[Given data]
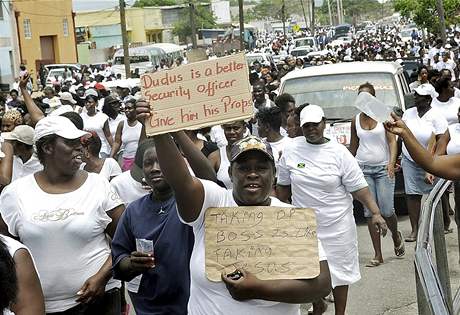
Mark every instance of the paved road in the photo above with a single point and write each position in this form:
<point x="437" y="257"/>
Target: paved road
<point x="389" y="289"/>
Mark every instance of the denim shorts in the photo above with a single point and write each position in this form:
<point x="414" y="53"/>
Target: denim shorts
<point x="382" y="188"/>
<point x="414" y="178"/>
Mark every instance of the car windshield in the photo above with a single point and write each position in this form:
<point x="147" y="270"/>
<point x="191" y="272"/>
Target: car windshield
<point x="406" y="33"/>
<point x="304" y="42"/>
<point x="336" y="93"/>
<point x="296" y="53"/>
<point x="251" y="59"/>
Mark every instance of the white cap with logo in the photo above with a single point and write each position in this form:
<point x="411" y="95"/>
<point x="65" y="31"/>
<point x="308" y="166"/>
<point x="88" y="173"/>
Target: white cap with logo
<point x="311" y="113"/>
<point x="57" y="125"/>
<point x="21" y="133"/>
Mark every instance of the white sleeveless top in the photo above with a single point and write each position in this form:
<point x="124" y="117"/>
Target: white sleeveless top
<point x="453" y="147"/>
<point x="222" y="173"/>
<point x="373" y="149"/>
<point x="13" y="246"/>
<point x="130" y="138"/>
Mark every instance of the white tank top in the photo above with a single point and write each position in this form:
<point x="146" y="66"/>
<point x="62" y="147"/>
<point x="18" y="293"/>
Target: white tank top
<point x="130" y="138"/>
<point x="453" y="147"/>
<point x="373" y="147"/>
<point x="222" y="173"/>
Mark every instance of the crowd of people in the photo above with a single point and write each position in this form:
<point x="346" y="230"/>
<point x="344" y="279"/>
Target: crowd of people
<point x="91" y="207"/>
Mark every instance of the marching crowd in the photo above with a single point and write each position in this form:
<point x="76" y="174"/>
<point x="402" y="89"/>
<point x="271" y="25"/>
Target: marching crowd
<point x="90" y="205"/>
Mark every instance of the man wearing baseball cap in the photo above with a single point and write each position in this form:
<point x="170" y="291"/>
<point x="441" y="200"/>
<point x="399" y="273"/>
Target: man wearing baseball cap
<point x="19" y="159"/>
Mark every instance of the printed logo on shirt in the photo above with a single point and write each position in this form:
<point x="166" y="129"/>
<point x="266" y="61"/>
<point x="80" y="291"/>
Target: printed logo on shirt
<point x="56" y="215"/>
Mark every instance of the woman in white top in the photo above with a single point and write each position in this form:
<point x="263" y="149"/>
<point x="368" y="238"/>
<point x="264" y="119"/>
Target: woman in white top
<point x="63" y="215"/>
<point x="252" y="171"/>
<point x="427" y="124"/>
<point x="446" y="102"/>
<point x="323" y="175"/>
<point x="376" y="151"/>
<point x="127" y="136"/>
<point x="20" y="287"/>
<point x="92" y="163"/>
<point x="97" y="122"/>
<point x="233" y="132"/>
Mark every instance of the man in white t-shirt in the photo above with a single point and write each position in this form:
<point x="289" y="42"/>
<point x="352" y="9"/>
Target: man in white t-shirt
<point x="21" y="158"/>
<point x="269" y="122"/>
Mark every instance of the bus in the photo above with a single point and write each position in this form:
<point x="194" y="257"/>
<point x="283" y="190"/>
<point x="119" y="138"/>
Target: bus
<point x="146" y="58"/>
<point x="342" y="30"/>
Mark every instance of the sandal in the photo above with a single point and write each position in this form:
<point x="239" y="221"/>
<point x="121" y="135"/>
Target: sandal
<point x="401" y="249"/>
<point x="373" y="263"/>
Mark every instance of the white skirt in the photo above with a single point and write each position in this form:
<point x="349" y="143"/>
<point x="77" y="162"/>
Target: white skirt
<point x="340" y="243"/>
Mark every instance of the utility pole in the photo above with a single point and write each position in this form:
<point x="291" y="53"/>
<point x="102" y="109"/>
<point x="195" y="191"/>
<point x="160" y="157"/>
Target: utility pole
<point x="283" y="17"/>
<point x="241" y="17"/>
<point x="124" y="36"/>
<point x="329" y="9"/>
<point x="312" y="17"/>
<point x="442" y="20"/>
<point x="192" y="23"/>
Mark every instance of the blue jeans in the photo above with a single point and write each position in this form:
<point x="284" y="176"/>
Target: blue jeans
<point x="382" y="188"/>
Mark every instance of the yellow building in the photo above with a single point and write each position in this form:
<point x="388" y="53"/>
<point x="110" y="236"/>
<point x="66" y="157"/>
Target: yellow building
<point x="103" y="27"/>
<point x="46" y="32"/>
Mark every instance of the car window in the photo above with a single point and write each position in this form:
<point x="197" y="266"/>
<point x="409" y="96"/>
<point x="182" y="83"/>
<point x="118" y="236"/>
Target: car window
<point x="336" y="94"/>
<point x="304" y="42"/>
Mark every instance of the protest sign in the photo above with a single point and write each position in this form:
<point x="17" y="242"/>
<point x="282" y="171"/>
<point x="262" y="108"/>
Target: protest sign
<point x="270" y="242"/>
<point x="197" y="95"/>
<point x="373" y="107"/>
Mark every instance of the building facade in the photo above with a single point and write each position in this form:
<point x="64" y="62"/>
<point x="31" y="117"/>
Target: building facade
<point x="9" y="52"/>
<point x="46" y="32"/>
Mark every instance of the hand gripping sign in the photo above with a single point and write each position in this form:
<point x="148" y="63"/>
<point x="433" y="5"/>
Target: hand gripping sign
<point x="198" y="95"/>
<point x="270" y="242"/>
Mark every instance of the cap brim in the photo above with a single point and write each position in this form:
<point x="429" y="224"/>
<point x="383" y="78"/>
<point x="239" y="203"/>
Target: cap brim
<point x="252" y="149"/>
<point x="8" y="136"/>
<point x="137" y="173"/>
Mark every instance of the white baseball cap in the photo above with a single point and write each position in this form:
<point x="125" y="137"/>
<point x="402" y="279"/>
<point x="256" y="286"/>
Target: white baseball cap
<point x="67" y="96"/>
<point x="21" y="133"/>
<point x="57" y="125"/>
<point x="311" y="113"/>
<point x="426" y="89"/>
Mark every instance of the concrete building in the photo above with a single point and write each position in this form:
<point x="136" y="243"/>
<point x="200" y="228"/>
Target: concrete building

[Objective] Repeat, without changes, every line from the one that contains "Mark every instance of the white baseball" through the final line of the data.

[Completed exercise]
Mark every instance of the white baseball cap in the photo above with a single point and write each position in this form:
<point x="125" y="137"/>
<point x="402" y="279"/>
<point x="256" y="286"/>
Target: white baseball cap
<point x="67" y="96"/>
<point x="21" y="133"/>
<point x="57" y="125"/>
<point x="311" y="113"/>
<point x="426" y="89"/>
Mark every instance of the concrete building in the photo above with a single point and write each position in this form:
<point x="136" y="243"/>
<point x="200" y="228"/>
Target: concrete building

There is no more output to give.